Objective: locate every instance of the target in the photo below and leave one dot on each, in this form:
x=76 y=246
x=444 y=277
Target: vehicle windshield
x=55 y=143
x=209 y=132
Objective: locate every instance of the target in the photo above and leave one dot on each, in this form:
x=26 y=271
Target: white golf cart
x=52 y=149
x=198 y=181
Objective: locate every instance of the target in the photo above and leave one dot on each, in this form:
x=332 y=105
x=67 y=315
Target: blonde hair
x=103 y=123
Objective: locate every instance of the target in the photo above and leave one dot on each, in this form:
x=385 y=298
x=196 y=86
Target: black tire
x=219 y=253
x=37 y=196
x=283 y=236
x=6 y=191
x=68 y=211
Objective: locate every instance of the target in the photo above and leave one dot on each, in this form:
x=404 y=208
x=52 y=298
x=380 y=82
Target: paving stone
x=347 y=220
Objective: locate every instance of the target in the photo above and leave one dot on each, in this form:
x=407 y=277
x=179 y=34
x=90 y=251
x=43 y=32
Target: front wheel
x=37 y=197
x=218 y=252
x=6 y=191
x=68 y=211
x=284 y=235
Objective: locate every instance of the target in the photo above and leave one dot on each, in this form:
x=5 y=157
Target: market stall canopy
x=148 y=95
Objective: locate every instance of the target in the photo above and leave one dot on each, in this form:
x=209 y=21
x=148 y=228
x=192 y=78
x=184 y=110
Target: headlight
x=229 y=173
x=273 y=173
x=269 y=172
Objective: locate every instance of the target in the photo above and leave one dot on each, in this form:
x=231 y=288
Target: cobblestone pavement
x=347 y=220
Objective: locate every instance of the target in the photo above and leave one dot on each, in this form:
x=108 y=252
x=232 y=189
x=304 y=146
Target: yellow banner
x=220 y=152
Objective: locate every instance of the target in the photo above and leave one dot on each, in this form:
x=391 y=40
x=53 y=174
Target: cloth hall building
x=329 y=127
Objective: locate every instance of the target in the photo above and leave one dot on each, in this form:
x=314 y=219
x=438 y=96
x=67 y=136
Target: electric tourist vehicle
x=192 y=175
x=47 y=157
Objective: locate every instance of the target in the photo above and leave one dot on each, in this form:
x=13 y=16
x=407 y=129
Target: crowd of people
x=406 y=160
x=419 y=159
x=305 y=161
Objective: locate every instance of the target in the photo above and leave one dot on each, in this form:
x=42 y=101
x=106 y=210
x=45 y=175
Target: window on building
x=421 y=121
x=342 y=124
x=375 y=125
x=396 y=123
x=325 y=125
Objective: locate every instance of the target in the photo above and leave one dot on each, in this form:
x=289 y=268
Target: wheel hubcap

== == ==

__About this exercise__. From the first line to the last, return the data above exactly.

__Answer space__.
Objective: locate every instance of the target in the photo below and leave one dot on each, in this form:
x=76 y=246
x=444 y=277
Target: vehicle windshield
x=55 y=143
x=209 y=132
Objective: locate every instance of the target in the photo above and leave one dot on each, in this form:
x=26 y=271
Target: white golf cart
x=52 y=149
x=198 y=181
Objective: locate every instance of the target in the photo above and leave one dot on each, in this form:
x=332 y=105
x=67 y=315
Target: blonde hair
x=103 y=123
Objective: locate every instance of the target in the photo above and leave one dot on each, in this form:
x=385 y=298
x=196 y=86
Target: black tire
x=219 y=253
x=37 y=196
x=283 y=236
x=6 y=191
x=68 y=211
Objective: locate every instance of the target in the photo above and leave one dot on each, in this form:
x=404 y=208
x=52 y=298
x=380 y=82
Target: paving stone
x=347 y=220
Objective: locate every instance of the target in the photo above and leave one dot on each, in this form:
x=407 y=277
x=179 y=34
x=90 y=251
x=43 y=32
Target: front wheel
x=37 y=197
x=218 y=252
x=6 y=191
x=68 y=211
x=284 y=235
Objective: locate every instance of the target in the photo above and leave one dot on each, in this form:
x=5 y=157
Target: market stall canopy
x=148 y=95
Objective: locate every instance of the target in the photo above and leave one dot on each, in this form:
x=209 y=21
x=148 y=228
x=192 y=78
x=184 y=110
Target: headlight
x=229 y=173
x=273 y=173
x=269 y=172
Objective: locate every instance of the target in the photo above and leave one dot on each, in this form:
x=231 y=288
Target: cobblestone pavement
x=347 y=220
Objective: locate every instance of the target in the photo above and leave one dot on each, in this form:
x=108 y=252
x=232 y=189
x=304 y=146
Target: yellow banner
x=220 y=152
Objective: locate every instance of the target in the photo above and leave one dot on each, in this form:
x=391 y=40
x=53 y=174
Target: cloth hall building
x=329 y=127
Objective: locate every instance of the target in the photo above and leave one dot on each, in this form:
x=314 y=219
x=438 y=96
x=67 y=136
Target: electric tourist vehicle
x=192 y=175
x=47 y=157
Objective: locate every instance of the target in the photo above and leave one dot on each, in this form:
x=13 y=16
x=407 y=129
Target: crowd of people
x=406 y=160
x=419 y=159
x=305 y=161
Objective: locate every instance of the target in the photo above and leave one dot on each, in this form:
x=42 y=101
x=106 y=210
x=45 y=175
Target: window on building
x=421 y=121
x=342 y=124
x=375 y=125
x=396 y=123
x=325 y=125
Objective: locate every instance of the target in the photo above and leave one dot on each, in this form:
x=289 y=268
Target: wheel hubcap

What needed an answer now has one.